** Page text **
■ ■ ■ ■ ■ ■ ■

Surgeon general: 13-year-olds too young to join social media  | Healthcare | The Hill

Surgeon General Vivek Murthy on Sunday cautioned that, despite many app guidelines, 13-year-olds are too young to join social media.

"What is the right age for a child to start using social media? I worry that right now, if you look at the guidelines from the platforms, that age 13 is when kids are technically allowed to use social media. But there are two concerns I have about that. One is: I, personally, based on the data I've seen, believe that 13 is too early," Murthy said on CNN's "Newsroom."

Twitter, Facebook, Instagram and other top social media platforms allow users age 13 and older to join, create their own profiles and share and consume content.

"It's a time, you know, early adolescence, where kids are developing their identity, their sense of self. It's a time where it's really important for us to be thoughtful about what's going into how they think about their own self worth and their relationships and the skewed and often distorted environment of social media often does a disservice to many of those children," the surgeon general argued.

Murthy's second concern is about the inconsistent implementation of many of the rules, and the reliance on children who use social media to moderate their own participation on the platform.

"We have some of the best designers and product developers in the world who have designed these products to make sure people are maximizing the amount of time they spend on these platforms. And if we tell a child, 'Use the force of your willpower to control how much time you're spending [on social media],' you're pitting a child against the world's greatest product designers and that's just not a fair fight. And so that's why I think our kids need help," Murthy said.

■ ■ ■ ■ ■ ■ ■

** Records **
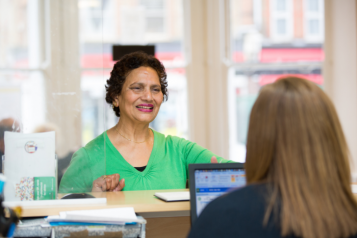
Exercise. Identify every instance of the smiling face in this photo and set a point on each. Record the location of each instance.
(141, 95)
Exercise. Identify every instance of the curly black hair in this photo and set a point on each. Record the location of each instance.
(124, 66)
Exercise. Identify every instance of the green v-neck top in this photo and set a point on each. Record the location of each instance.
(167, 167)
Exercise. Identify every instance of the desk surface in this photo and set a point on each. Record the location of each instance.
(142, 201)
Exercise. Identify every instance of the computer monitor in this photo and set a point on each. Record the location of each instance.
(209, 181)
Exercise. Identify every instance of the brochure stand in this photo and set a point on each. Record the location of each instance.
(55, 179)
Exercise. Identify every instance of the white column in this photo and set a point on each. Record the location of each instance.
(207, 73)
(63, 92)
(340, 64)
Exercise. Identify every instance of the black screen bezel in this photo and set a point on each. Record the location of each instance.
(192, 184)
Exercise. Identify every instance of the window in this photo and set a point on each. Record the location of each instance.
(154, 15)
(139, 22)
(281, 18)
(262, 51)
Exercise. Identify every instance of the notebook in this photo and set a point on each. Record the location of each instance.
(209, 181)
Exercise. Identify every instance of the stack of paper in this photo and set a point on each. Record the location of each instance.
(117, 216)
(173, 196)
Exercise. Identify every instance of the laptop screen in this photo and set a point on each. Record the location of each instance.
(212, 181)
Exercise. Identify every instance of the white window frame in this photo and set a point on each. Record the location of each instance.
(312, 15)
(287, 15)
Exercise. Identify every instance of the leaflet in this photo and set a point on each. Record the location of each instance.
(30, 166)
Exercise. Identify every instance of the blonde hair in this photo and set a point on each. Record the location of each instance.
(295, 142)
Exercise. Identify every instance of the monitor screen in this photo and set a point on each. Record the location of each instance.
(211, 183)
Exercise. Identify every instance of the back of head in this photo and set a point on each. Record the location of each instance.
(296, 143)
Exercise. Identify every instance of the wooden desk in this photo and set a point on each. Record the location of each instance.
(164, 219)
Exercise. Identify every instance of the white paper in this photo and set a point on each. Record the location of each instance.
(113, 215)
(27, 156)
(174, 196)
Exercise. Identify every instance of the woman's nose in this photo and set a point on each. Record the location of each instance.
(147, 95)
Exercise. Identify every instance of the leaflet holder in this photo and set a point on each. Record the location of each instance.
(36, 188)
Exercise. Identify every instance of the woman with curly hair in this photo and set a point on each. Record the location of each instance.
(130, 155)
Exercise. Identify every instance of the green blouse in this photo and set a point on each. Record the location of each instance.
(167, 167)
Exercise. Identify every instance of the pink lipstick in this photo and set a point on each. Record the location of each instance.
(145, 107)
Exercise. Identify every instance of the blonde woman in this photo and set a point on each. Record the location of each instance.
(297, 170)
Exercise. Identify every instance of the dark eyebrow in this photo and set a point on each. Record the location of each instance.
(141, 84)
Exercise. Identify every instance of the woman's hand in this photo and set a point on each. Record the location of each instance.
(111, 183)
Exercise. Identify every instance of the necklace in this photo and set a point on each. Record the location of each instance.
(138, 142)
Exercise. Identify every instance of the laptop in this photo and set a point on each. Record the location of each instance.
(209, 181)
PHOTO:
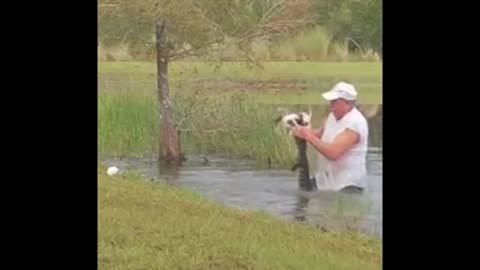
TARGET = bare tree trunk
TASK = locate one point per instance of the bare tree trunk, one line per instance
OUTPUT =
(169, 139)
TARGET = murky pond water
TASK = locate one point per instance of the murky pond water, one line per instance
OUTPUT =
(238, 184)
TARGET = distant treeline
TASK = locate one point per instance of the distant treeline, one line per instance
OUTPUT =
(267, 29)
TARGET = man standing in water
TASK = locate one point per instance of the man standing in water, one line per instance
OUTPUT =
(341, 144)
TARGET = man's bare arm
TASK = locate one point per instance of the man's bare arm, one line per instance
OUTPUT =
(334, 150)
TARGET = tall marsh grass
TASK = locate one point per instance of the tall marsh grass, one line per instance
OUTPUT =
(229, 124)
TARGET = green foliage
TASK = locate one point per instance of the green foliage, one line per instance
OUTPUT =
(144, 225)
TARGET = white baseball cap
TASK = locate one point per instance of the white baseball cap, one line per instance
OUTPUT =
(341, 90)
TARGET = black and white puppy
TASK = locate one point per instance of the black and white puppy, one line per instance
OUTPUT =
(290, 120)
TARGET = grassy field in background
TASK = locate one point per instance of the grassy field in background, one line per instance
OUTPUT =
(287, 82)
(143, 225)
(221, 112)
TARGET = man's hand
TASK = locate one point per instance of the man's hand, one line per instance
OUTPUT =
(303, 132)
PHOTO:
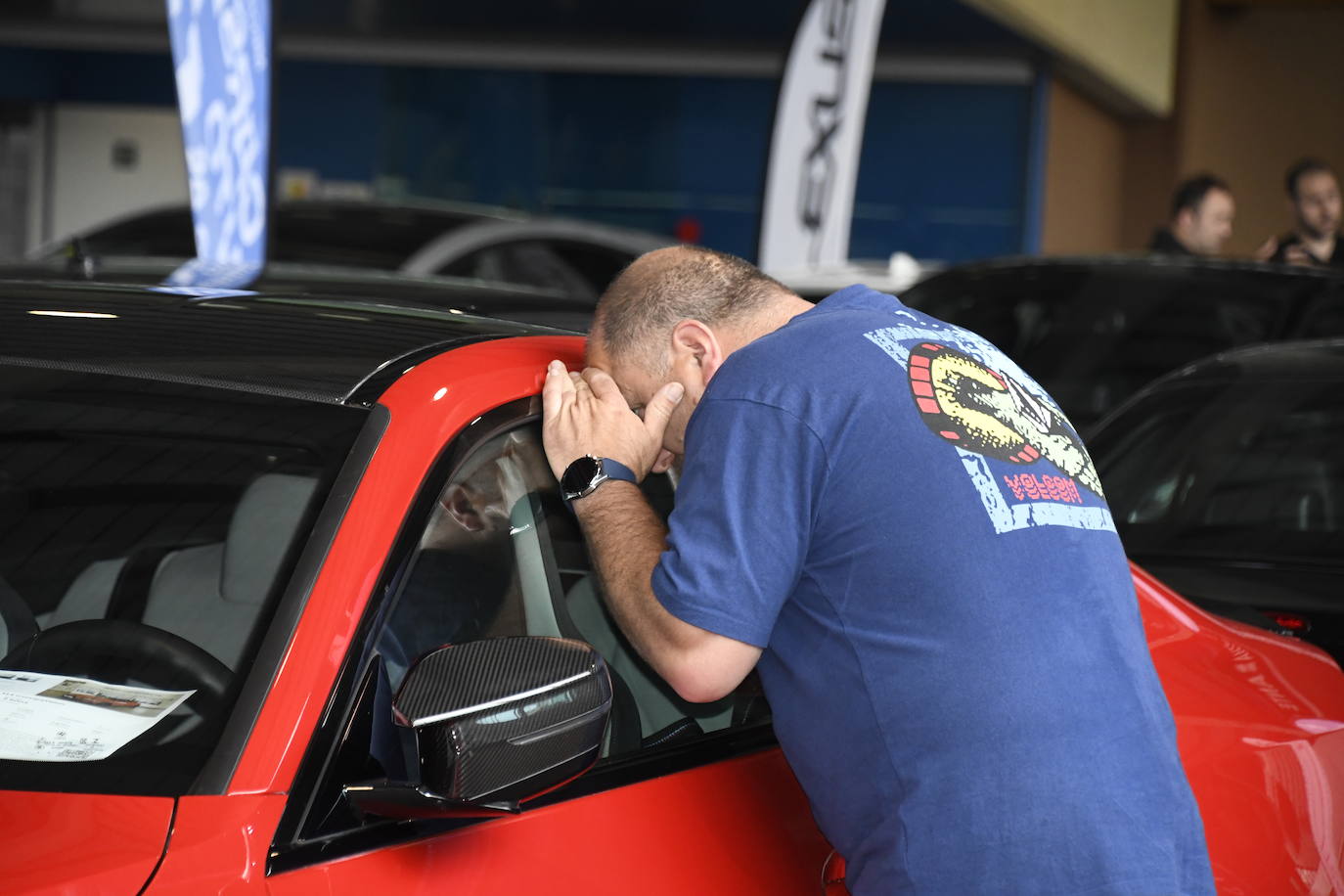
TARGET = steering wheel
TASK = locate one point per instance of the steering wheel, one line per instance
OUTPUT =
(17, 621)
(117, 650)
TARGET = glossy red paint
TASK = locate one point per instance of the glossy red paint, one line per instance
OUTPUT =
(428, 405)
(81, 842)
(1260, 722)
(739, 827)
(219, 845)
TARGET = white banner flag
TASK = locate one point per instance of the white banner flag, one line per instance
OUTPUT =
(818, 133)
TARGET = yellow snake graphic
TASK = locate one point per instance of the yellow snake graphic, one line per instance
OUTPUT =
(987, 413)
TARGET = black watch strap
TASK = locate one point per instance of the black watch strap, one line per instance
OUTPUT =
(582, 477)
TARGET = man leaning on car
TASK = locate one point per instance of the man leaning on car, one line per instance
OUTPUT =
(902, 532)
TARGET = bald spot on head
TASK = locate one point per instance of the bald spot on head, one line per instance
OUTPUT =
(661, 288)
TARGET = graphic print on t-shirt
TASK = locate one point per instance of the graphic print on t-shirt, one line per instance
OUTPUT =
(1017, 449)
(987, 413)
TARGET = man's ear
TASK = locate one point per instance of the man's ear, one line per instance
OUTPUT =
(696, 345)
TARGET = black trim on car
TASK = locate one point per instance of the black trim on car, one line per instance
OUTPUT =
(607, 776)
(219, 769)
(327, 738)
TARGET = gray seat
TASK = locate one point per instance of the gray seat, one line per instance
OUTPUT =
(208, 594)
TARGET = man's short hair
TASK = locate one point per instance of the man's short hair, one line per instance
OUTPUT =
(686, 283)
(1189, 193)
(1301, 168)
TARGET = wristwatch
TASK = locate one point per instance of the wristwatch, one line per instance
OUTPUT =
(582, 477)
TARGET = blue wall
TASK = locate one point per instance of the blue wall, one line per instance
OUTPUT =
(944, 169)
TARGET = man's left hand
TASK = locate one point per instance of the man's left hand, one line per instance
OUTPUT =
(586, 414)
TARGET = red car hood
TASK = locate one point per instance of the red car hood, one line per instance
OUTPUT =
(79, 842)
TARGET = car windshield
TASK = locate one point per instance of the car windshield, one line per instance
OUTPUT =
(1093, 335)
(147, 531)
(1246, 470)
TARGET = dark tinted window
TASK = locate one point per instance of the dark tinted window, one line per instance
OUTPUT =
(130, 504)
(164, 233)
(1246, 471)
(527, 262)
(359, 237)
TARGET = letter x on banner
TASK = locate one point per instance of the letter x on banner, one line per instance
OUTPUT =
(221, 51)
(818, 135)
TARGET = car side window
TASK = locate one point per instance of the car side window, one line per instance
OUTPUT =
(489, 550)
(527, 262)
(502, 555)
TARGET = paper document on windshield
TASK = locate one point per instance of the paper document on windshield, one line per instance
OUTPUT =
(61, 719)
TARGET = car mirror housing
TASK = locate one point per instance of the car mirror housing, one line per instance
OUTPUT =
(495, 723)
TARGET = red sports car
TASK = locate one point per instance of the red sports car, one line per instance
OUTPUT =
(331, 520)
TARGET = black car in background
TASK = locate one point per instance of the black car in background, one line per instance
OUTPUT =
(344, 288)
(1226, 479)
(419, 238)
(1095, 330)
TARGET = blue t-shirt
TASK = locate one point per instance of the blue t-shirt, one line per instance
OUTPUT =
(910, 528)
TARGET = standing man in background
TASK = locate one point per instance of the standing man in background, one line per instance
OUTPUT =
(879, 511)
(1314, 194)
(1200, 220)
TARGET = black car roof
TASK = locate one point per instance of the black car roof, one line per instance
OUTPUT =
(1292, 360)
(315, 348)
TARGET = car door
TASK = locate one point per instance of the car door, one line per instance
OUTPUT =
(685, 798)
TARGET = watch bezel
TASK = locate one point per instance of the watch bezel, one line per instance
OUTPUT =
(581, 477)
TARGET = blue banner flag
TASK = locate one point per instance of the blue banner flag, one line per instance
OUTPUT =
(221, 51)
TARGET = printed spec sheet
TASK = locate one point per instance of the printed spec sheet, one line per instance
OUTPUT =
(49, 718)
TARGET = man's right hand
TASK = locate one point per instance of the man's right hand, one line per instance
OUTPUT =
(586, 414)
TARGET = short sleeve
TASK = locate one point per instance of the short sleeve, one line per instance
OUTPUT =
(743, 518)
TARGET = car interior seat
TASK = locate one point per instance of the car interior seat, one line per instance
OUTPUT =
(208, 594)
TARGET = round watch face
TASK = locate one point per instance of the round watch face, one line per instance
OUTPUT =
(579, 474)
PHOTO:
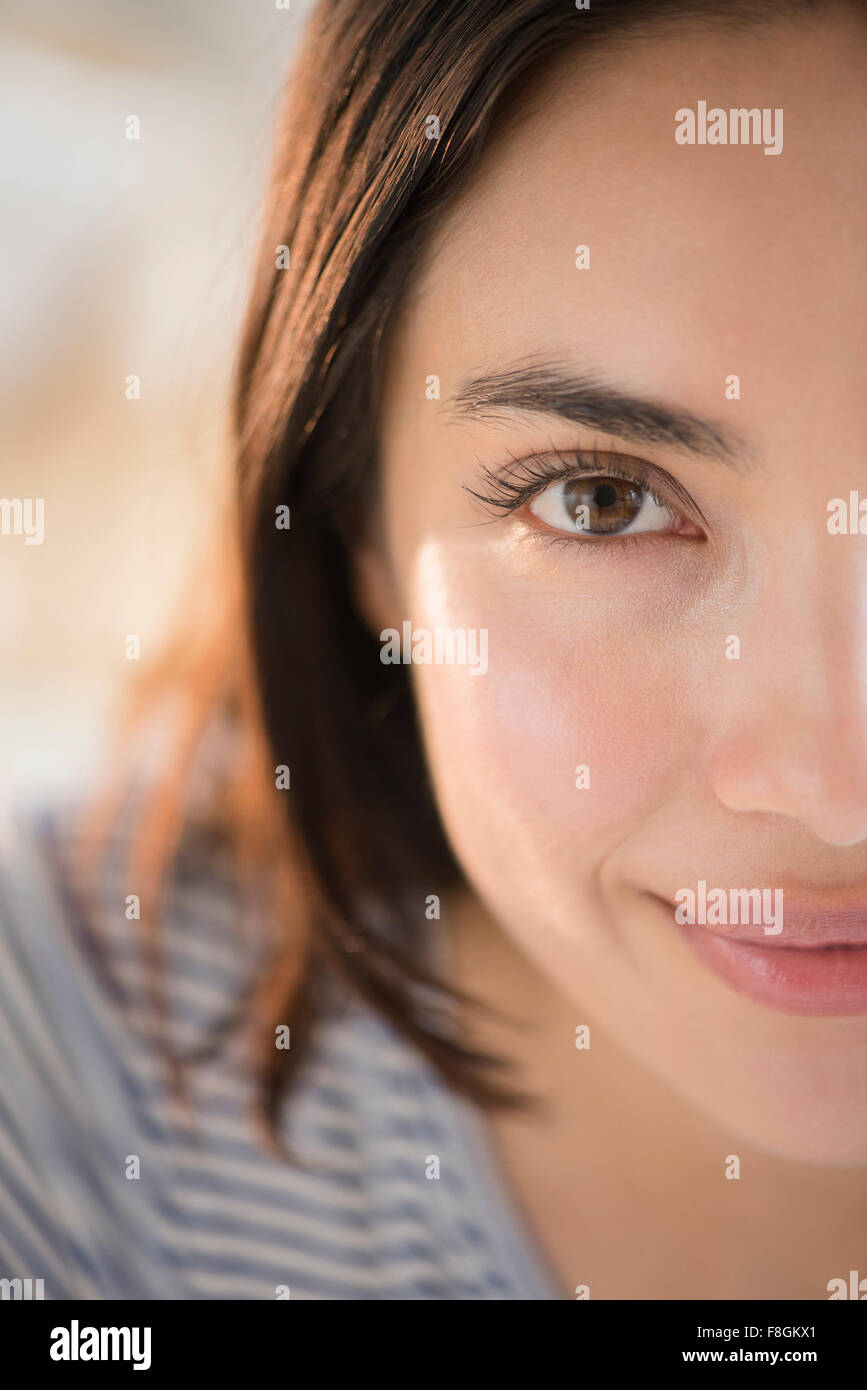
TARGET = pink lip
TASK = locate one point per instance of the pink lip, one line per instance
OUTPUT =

■ ■ ■ ■ ■ ■ ■

** Task brief **
Write out the page text between "Surgeon general: 13-year-olds" and "and consume content.", inclusive, substituting "warned" for "cautioned". The entries are separate material, apart from the page text.

** Problem solution **
Surgeon general: 13-year-olds too young to join social media  | Healthcare | The Hill

Surgeon General Vivek Murthy on Sunday warned that, despite many app guidelines, 13-year-olds are too young to join social media.

"What is the right age for a child to start using social media? I worry that right now, if you look at the guidelines from the platforms, that age 13 is when kids are technically allowed to use social media. But there are two concerns I have about that. One is: I, personally, based on the data I've seen, believe that 13 is too early," Murthy said on CNN's "Newsroom."

Twitter, Facebook, Instagram and other top social media platforms allow users age 13 and older to join, create their own profiles and share and consume content.